INSTRUCTIONS FOR THE TASK
Can you give these items again with "one to a line" replaced by "one per line" everywhere it occurs and nothing else changed?

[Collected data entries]
----------
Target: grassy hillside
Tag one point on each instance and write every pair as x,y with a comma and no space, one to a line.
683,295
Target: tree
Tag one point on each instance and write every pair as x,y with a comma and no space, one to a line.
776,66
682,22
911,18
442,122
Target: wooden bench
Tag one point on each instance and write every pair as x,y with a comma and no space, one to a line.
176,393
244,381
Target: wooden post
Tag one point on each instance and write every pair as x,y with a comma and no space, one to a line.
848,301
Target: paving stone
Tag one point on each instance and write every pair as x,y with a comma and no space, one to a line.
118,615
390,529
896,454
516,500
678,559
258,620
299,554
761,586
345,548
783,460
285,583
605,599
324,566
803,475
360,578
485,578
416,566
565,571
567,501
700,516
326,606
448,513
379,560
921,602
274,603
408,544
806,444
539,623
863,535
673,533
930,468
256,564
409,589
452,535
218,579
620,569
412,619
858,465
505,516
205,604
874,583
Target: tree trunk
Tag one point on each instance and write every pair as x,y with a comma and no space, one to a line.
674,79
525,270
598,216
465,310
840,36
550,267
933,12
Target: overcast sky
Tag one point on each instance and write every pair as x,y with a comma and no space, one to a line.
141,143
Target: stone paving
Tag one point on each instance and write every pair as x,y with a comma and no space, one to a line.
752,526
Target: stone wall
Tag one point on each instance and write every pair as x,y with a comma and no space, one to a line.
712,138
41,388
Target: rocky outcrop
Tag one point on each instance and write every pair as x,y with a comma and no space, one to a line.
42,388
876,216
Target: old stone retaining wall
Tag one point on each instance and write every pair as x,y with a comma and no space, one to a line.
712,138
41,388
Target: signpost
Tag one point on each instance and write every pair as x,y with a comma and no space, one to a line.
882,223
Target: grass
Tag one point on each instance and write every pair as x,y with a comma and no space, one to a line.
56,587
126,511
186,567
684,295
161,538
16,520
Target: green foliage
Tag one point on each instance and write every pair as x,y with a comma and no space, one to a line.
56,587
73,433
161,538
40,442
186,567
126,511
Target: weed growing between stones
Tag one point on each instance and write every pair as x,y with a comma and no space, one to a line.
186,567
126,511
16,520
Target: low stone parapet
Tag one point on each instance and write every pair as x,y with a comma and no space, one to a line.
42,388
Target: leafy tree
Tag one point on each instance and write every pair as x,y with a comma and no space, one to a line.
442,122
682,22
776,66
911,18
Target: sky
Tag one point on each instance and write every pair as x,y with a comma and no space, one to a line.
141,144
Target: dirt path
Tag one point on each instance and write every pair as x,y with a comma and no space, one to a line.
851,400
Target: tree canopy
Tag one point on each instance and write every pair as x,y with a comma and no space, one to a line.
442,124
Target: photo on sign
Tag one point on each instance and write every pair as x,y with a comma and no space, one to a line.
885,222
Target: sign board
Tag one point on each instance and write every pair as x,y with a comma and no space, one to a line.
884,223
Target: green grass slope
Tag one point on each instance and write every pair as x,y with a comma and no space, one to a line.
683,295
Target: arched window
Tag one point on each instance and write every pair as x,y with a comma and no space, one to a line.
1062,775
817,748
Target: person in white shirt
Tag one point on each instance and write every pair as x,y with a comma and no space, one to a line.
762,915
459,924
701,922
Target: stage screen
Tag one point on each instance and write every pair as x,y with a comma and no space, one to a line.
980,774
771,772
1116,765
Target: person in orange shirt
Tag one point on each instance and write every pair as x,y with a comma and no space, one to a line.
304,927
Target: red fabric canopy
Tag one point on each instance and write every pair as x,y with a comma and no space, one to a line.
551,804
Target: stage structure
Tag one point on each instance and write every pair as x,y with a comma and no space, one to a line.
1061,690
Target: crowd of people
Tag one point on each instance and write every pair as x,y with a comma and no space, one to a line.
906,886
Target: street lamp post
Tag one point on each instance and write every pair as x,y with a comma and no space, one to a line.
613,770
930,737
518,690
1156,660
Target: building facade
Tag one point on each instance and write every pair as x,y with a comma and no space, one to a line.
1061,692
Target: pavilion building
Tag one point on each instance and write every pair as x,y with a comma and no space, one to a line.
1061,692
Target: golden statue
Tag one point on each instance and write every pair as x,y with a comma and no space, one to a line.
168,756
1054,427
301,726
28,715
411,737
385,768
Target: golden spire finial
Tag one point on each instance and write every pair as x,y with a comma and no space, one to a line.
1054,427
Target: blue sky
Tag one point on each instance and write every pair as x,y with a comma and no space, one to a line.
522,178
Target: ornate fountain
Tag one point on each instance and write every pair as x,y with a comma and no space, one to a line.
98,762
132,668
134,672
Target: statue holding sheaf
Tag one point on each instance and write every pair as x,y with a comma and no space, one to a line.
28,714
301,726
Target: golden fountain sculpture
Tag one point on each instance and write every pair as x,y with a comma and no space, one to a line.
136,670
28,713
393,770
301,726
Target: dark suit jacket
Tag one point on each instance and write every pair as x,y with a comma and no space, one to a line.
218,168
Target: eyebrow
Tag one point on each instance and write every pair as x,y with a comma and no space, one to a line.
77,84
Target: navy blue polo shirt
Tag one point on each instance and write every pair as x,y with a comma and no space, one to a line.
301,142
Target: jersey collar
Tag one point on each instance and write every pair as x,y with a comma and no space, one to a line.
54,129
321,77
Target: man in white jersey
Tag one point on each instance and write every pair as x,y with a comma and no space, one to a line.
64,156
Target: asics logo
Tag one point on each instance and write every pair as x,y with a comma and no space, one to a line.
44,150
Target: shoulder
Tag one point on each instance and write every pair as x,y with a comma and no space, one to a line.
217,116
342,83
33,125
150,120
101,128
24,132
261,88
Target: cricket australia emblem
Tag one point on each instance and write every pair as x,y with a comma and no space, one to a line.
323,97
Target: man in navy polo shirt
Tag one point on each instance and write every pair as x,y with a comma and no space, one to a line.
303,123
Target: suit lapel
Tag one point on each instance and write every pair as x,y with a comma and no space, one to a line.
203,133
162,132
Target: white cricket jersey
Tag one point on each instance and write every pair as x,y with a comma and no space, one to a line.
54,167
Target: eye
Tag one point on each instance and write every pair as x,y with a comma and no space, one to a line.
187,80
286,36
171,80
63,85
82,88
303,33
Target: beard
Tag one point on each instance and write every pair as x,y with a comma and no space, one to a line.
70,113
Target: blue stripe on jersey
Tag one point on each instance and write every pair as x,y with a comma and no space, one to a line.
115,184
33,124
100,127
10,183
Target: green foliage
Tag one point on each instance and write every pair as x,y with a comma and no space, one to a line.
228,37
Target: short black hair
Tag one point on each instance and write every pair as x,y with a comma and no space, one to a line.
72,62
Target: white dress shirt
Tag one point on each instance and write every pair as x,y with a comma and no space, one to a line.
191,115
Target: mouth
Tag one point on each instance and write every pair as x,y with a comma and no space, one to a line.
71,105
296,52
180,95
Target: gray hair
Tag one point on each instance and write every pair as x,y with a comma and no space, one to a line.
----------
SOLUTION TO THIS TASK
Target: grassy hillside
Tag one point on each instance and write every pair as x,y with a comma and no space, one per line.
683,295
Target: tree
Tag one point on each instance and write every pair as x,y with a comma and no space, one per line.
776,66
682,22
911,18
442,122
Target: wooden bench
Tag one point on each instance and write every pair as x,y with a comma and no space, one per line.
176,393
244,381
Target: wooden post
Tag one point on each instance and write every pair as x,y with a comma and no space, one per line.
848,301
Target: paving stone
Tag one point on each instance and write every pair as x,y with a comma and no space, one per line.
118,615
390,529
896,454
516,500
678,559
258,620
299,554
761,586
345,548
783,460
285,583
605,599
324,566
803,475
360,578
485,578
416,566
565,571
567,501
700,516
326,606
448,513
379,560
921,602
274,603
408,544
806,444
539,623
863,535
673,533
930,468
256,564
409,589
452,535
218,579
620,569
412,619
858,465
505,516
205,604
874,583
Target: tree trunk
Tag one point on each instance and write every pair as x,y with a comma and no space, one per line.
674,79
525,270
598,216
465,310
840,36
550,267
933,12
Target: overcast sky
Tag one point on each instance and write every pair as x,y with a comma and no space, one per line.
141,143
Target: stone paving
Tag one point on each instance and write every pair as x,y with a comma and no space, one per line.
752,526
Target: stone wall
Tag one point on each instance and write every pair as x,y with a comma and no space, one per line.
712,138
41,388
Target: rocky outcrop
Tag one point on each instance and write every pair as x,y with a comma and no space, one per line.
42,388
876,216
Target: old stone retaining wall
Tag one point on each instance and write every pair as x,y with a comma and no space, one per line.
712,138
41,388
Target: signpost
Tag one point on each instance and write every pair as x,y with a comma and no space, one per line.
882,223
Target: grass
Tag one point on each instance and write every pair as x,y with a comma and no space, one per line.
56,587
126,511
186,567
684,295
161,538
16,520
Target: green foliage
Tag one point on each instance and write every pair as x,y with a comma and no space, one per line.
56,587
73,433
161,538
40,442
186,567
126,511
Target: weed growing between stones
Tag one point on each instance and write every pair as x,y with a comma and no space, one per line.
186,567
126,511
16,520
Target: low stone parapet
Tag one point on each instance and write every pair as x,y with a comma and no space, one per line.
42,388
Target: leafy tree
Tag one point on each instance and write every pair as x,y with a comma and no space, one per line.
442,122
682,22
776,66
911,18
Target: sky
Tag one point on each instance and write every pair as x,y with a comma and no space, one per line.
141,144
Target: dirt path
Tag one point on each instance and write every pair as x,y with a comma and no space, one per line.
851,400
Target: tree canopy
Tag one point on each instance and write every pair as x,y with a comma and no space, one per line.
442,124
Target: photo on sign
Tag one point on each instance and write every pair as x,y with a comma and no space, one per line.
885,222
Target: sign board
Tag one point on each instance and write every pair as x,y with a comma and no space, one per line.
884,223
Target: green grass slope
Tag one point on each instance and write every pair as x,y with a comma and no space, one per line.
683,295
Target: arched window
Tag one point on each instance and write every pair as x,y with a comma and no space, one per line.
1062,775
817,748
Target: person in white shirt
Tag one point on each instance and write every pair as x,y with a comma and no space, one per line.
762,915
459,924
701,922
Target: stage screen
Tag one point on each instance and write every pair as x,y with a comma and no space, one per line.
980,774
771,772
1116,765
Target: person in orange shirt
Tag one point on each instance and write every pair as x,y with a comma and no space, one per line.
304,927
Target: red fabric canopy
Tag one point on each instance and write every pair as x,y with a comma and no space, one per line.
551,804
Target: stage structure
Tag one point on each instance and write every pair as x,y with a comma and no space, one per line.
1061,690
Target: crowd of people
Tag one point on each instance and write every pair as x,y with a comma and no space, one per line.
906,886
Target: street lamp post
Tag one point on each instance and write every pair as x,y with a comma and no space, one per line.
613,770
930,737
518,690
1156,660
Target: building facade
Tag one point on each instance and write every pair as x,y with a comma and no space, one per line.
1061,692
Target: pavilion building
Tag one point on each instance and write every pair as x,y with a comma and no space, one per line.
1061,692
Target: golden statue
Tag one point on each instance and write every pair as x,y with a comma and no space, one per line.
168,756
1054,427
301,726
28,715
411,737
385,768
Target: golden spire finial
Tag one point on each instance and write every pair as x,y with a comma and no space, one per line.
1054,427
Target: blue sky
Tag one point on each instance and write every pair as x,y with a comma and no space, one per line.
522,178
Target: ornate fountain
Tag one point on each instance and write every pair as x,y with a comma and no space, one per line.
98,762
132,668
134,672
Target: statue holding sheaf
Tag one point on each instance and write every pair as x,y with a comma and no space, one per line.
28,714
301,726
Target: golden fountain sculpture
Tag one point on each instance and write every pair as x,y with a comma and no space, one per line.
136,670
28,713
393,770
301,726
Target: dark suit jacket
Tag one point on each instance and write every pair as x,y with a comma and no space, one per line.
218,168
Target: eyebrow
Tag one point on each instance and write every pair as x,y with a comma and no space, one per line.
77,84
Target: navy blue polo shirt
Tag one point on each instance and write every pair as x,y with a comma and no space, one per line.
301,142
Target: jersey collar
Tag one point on each instance and write every pair as x,y with a comma and no space, one per line.
54,129
321,77
Target: man in white jersey
Tag one point on each instance and write every pair as x,y with a comma and no space, one per line.
64,156
Target: asics logo
Tag one point on each instance and write every pair as x,y with a comma and no space, one per line.
44,150
Target: shoulder
Tag one point on each instance and write every pair as x,y with a comma and no space, one per line.
217,116
342,83
33,125
150,120
101,128
24,132
261,88
Target: cricket australia emblem
Tag one point on each instance and write every pair as x,y with a comma and no space, one per line.
323,97
Target: man in navy polo shirt
Tag one point on each instance and write every pair as x,y with a comma and no space, one per line.
303,123
Target: suit lapel
Tag one point on each instance and write every pair as x,y with a comma and no space, one per line.
203,133
162,132
Target: white cricket jersey
Tag one point on each instance and write every pair as x,y with a comma and no space, one per line.
54,167
Target: eye
Tag one point on each instance and write every pair as x,y with a comma and no space, one per line.
187,80
286,36
171,80
63,85
82,88
303,33
Target: beard
Tag one point on each instance and write every pair as x,y with a comma and no space, one per line.
70,113
Target: blue stripe on jersey
Tag one point on each instance and write every pair as x,y with a comma and no space, one per line.
115,184
33,124
100,127
10,183
Target: green foliage
Tag one point on each instance and write every pair as x,y with a comma and no space, one per line.
228,37
Target: short black hair
Tag one point on each instance and write every pair as x,y with a comma and no space, one per line.
72,62
Target: white dress shirt
Tag one point on each instance and write every pair as x,y with a comma and no space, one per line.
191,115
Target: mouth
Tag one point on each instance and write every pair as x,y with a comma and no space, one per line.
71,105
296,52
180,95
Target: gray hair
Tag one point on each instance and write every pair as x,y with a comma and no space, one per line.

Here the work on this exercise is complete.